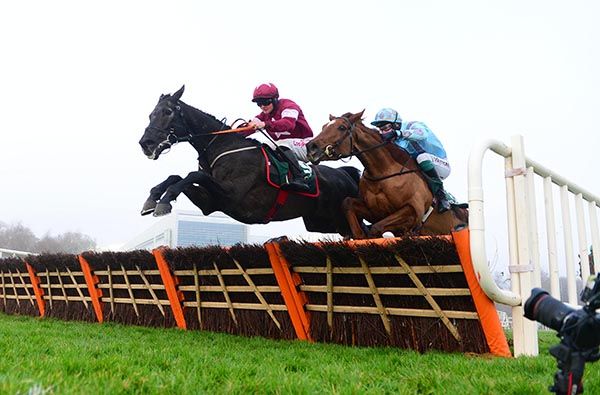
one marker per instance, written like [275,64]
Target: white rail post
[568,236]
[551,238]
[595,236]
[584,259]
[536,281]
[526,340]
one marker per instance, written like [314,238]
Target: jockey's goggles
[386,127]
[263,102]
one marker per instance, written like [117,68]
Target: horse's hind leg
+ + + + + + +
* [TASK DESCRIPTION]:
The full listing, reproduced exactly and without pictures, is the expected output.

* [SOLUTION BELOW]:
one marker per instance, written like [275,64]
Target: white rail post
[568,236]
[551,238]
[595,236]
[584,259]
[536,281]
[526,340]
one marker per instance, written like [314,238]
Target: jockey's goggles
[386,127]
[263,102]
one marker per instance, written like [117,68]
Target: horse's hind leg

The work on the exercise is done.